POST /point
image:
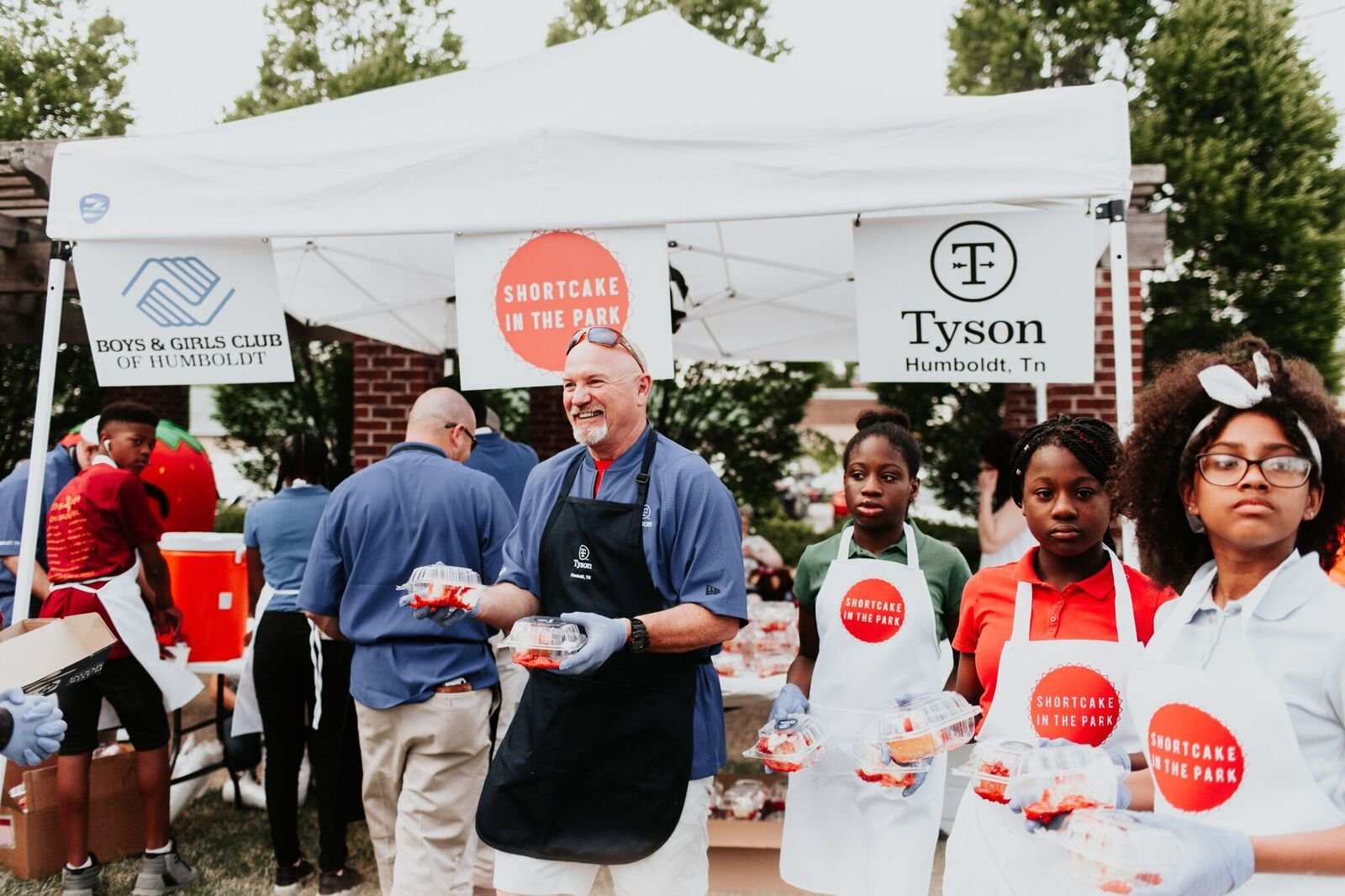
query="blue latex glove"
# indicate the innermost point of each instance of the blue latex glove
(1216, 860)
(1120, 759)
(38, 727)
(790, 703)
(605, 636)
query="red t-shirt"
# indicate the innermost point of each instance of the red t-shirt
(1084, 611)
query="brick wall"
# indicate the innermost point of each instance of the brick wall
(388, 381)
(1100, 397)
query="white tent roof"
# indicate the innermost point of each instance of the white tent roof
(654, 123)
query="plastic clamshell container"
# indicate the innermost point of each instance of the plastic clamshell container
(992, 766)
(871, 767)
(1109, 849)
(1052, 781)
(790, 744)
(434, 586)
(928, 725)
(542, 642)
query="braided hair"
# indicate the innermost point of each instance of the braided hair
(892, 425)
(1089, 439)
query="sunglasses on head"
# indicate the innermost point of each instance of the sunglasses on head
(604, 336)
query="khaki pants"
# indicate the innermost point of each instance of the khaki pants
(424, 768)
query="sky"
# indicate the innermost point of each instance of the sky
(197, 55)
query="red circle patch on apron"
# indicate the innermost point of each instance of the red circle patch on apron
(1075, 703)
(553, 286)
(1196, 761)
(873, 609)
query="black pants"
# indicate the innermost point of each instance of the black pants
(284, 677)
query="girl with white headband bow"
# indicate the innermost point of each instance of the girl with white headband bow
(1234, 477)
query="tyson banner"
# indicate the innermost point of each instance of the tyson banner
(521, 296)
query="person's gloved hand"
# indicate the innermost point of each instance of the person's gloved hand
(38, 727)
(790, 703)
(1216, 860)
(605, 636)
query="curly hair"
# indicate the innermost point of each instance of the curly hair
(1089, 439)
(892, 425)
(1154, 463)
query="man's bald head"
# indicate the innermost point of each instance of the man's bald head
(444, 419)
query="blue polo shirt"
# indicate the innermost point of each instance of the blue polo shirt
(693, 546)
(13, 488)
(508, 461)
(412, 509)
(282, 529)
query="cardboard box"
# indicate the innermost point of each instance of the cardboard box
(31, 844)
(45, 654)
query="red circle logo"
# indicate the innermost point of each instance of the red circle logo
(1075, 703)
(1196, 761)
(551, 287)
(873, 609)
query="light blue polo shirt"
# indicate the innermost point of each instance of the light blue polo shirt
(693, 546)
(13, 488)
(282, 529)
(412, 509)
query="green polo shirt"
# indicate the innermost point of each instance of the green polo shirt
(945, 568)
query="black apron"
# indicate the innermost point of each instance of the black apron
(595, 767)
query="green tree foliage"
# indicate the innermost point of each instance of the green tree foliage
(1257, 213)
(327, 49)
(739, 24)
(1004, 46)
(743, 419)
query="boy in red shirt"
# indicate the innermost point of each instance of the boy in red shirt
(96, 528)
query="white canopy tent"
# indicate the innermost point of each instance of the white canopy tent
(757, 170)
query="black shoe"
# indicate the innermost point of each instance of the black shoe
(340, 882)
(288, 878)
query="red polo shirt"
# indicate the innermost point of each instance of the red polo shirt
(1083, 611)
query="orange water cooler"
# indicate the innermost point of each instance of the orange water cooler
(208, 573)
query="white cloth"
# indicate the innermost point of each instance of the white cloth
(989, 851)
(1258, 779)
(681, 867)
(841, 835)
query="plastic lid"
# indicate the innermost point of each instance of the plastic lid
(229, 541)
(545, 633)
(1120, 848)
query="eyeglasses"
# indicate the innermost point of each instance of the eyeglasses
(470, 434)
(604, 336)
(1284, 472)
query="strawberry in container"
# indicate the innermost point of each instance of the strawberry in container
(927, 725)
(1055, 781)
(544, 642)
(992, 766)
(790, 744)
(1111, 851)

* * * * * * *

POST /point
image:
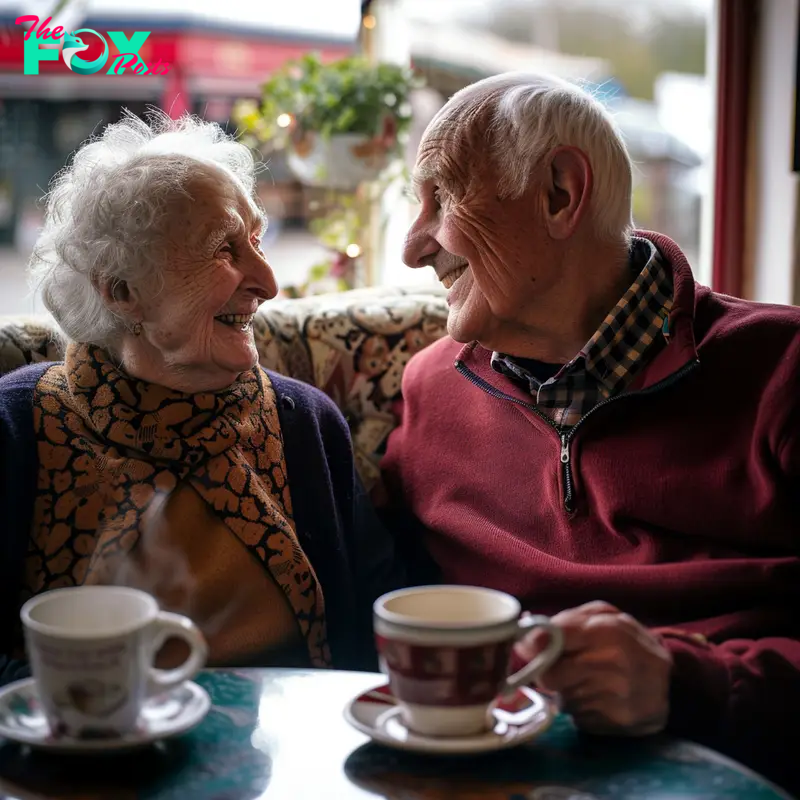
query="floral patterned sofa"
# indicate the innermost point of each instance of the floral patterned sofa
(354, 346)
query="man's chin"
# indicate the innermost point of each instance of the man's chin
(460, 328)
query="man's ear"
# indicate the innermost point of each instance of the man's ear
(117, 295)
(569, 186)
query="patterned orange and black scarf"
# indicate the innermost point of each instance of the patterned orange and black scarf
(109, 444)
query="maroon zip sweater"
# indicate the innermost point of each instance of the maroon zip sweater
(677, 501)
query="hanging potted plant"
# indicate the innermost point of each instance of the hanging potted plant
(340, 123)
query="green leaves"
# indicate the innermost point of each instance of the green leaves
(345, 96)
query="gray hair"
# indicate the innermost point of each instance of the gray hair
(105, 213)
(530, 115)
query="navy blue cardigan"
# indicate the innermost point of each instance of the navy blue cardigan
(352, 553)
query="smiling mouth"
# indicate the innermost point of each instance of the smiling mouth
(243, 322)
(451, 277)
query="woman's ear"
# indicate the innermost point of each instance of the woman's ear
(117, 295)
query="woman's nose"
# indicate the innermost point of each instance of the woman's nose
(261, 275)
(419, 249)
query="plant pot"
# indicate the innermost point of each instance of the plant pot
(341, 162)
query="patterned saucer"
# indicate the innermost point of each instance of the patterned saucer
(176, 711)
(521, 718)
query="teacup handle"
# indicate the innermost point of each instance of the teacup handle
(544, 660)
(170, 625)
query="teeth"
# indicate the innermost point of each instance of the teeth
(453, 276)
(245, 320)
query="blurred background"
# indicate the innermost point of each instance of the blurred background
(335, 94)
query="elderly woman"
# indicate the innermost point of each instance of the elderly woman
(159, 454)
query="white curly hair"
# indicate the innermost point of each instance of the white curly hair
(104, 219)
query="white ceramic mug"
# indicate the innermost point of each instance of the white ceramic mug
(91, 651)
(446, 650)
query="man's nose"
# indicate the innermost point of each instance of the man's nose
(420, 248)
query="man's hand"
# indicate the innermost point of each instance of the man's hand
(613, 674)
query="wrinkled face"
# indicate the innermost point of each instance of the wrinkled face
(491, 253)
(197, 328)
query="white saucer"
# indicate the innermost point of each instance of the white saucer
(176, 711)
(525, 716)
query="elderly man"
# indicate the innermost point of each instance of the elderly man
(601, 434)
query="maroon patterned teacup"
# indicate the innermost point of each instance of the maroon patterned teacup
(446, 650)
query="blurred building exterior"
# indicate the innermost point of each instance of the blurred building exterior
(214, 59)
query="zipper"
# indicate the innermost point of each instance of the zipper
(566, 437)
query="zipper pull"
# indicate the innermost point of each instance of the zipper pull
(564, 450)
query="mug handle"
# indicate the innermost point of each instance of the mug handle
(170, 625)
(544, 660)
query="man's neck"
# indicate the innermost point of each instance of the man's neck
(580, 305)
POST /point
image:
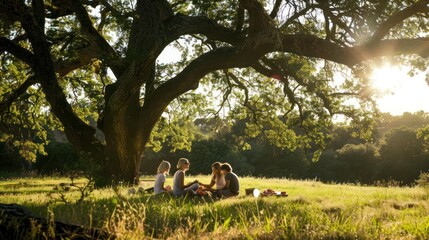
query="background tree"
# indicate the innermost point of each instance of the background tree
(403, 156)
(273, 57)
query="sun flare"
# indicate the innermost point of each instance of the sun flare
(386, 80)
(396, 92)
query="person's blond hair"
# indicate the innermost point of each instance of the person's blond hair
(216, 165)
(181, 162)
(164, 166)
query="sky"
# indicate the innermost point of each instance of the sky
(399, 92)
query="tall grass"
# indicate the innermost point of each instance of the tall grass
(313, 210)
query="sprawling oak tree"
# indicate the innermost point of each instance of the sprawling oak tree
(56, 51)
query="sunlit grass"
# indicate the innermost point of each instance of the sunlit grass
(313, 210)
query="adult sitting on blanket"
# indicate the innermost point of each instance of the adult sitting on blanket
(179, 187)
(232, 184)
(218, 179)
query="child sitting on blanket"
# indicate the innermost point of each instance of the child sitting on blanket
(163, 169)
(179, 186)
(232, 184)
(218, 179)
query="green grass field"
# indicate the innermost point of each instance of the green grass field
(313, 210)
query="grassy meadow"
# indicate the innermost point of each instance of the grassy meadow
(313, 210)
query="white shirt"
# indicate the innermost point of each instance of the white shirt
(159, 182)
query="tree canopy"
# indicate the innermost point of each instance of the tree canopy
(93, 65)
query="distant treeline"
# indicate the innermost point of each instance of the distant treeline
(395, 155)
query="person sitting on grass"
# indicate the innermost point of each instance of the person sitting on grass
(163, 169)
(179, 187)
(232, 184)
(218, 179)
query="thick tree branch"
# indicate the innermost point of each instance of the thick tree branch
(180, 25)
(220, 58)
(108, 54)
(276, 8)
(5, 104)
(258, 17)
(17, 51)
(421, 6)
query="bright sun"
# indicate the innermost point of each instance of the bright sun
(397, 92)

* * * * * * *

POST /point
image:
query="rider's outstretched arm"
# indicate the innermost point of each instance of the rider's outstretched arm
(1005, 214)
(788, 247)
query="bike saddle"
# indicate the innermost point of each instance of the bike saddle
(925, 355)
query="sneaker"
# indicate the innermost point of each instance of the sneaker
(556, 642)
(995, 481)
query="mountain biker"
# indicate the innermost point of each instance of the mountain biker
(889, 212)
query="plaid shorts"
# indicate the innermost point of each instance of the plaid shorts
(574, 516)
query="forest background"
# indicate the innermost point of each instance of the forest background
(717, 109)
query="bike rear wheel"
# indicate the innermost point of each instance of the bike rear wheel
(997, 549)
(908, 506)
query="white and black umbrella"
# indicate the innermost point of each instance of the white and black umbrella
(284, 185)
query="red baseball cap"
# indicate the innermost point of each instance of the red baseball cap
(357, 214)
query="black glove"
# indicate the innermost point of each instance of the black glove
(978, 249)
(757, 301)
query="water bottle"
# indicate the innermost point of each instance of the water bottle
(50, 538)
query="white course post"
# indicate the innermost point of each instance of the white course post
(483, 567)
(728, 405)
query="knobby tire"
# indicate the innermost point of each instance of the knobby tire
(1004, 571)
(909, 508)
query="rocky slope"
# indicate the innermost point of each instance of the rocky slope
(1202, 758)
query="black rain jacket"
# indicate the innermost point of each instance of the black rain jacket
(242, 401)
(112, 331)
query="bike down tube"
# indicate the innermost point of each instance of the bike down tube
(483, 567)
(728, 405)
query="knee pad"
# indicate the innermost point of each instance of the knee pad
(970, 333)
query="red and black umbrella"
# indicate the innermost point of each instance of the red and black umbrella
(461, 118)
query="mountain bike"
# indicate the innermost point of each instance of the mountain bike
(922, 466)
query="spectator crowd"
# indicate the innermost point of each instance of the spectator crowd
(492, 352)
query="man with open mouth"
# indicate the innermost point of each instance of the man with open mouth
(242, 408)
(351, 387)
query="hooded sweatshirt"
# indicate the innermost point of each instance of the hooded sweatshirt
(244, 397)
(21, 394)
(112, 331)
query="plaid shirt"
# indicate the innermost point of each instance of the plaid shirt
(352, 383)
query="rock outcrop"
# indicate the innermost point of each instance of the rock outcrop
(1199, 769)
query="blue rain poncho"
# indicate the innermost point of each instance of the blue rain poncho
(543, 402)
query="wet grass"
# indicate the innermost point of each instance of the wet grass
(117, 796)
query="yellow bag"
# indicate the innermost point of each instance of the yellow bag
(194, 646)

* * * * * * *

* _PROBLEM DESCRIPTION_
Count the rows above that contain the string "shoe", treating uppercase and lowercase as different. Reply with the number alone.

* _SOLUTION TO THE PROBLEM_
2